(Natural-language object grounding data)

============================================================

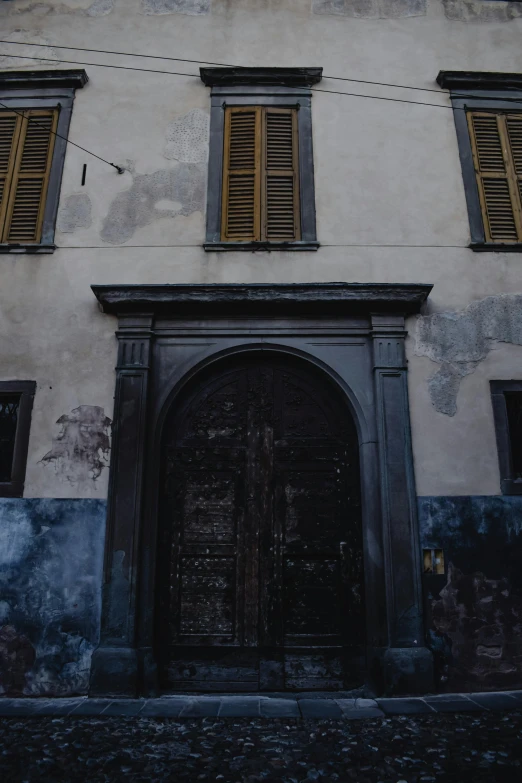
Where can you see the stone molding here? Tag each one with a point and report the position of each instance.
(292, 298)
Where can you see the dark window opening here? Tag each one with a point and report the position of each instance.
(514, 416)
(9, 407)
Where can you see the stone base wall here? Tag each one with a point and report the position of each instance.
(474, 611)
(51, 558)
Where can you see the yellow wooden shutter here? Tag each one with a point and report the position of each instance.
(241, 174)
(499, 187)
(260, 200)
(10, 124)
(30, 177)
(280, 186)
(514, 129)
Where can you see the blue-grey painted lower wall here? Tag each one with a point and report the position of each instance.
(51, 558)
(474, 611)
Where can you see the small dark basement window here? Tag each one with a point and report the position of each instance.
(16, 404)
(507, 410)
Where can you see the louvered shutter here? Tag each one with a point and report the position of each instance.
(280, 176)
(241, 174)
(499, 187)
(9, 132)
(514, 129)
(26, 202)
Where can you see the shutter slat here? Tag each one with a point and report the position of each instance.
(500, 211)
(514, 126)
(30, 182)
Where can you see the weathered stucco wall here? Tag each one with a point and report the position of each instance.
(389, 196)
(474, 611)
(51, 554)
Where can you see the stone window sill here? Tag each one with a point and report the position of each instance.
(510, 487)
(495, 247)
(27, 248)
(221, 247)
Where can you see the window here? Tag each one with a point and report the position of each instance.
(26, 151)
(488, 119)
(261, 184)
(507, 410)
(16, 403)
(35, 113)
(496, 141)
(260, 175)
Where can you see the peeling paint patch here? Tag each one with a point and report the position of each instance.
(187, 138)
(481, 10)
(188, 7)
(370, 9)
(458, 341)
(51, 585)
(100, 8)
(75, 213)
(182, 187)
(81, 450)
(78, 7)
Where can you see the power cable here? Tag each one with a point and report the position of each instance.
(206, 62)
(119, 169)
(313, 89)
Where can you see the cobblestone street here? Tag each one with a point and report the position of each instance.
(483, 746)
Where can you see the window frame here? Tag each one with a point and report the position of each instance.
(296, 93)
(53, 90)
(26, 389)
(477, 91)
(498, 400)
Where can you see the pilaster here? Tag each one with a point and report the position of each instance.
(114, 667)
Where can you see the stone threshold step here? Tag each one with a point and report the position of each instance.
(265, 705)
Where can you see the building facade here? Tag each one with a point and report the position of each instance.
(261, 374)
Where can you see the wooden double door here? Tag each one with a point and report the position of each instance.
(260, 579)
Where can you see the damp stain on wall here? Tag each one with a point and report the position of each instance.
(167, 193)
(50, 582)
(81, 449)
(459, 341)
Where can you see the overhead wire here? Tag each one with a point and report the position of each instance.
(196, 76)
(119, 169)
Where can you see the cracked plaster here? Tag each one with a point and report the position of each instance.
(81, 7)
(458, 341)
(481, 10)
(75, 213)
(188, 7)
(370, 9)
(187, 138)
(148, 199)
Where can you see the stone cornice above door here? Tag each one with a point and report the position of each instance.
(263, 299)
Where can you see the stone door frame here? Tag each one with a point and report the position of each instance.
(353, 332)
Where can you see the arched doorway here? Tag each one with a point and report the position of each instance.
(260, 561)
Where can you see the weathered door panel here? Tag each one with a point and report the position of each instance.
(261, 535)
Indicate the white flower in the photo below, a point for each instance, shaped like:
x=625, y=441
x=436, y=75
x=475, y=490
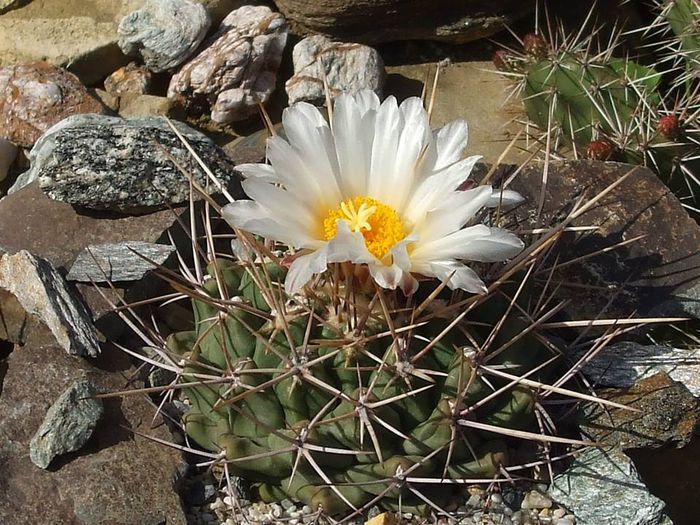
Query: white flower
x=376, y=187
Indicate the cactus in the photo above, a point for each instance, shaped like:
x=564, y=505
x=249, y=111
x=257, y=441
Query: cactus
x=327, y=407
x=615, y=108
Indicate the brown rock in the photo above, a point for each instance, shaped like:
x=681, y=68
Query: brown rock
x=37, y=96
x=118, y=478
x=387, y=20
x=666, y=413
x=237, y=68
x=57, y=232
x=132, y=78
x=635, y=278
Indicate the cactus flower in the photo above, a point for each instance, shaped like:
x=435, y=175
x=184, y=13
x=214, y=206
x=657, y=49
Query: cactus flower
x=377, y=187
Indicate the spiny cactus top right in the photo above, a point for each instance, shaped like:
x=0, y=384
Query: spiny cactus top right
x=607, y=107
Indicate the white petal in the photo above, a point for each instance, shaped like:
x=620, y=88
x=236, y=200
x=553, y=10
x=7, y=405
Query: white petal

============================================================

▶ **REQUIRED WORK**
A word-for-word reproduction is needed of the lines above from the line containing "Where can you see the stone door" through the line containing "x=236, y=200", with both ends kept and no pictures.

▶ **FINISHED EXERCISE**
Where can you see the stone door frame here? Tag each one with a point and report the position of each instance.
(353, 332)
Where can you see the arched doorway here? Tag each one with a point and report the position of each instance.
(260, 561)
Where can you see the weathered door panel here? Tag each one with a point and report the position of each instance.
(261, 535)
Indicate the white flower in the photo below, a point for each instance, shaped like:
x=625, y=441
x=436, y=75
x=475, y=490
Query: white flower
x=376, y=187
Indicate the cactus in the photo above, a point for each instance, shaped like:
x=564, y=505
x=249, y=111
x=257, y=441
Query: cactus
x=327, y=407
x=615, y=108
Indicate the brown rock in the photo above, a point for each instance, shaped like:
x=681, y=68
Query: brown rock
x=37, y=96
x=118, y=478
x=387, y=20
x=666, y=413
x=237, y=68
x=57, y=232
x=132, y=78
x=635, y=278
Indicate the cactus flower in the photo above, a point for each instance, shaped like:
x=435, y=175
x=184, y=13
x=214, y=206
x=657, y=49
Query: cactus flower
x=377, y=187
Indicate the spiny cactus top right in the photo above, a point for each instance, shaped like:
x=0, y=384
Query: spiny cactus top right
x=607, y=107
Indicate the white petal in the photo above, a point for each instance, shaped like:
x=620, y=88
x=236, y=200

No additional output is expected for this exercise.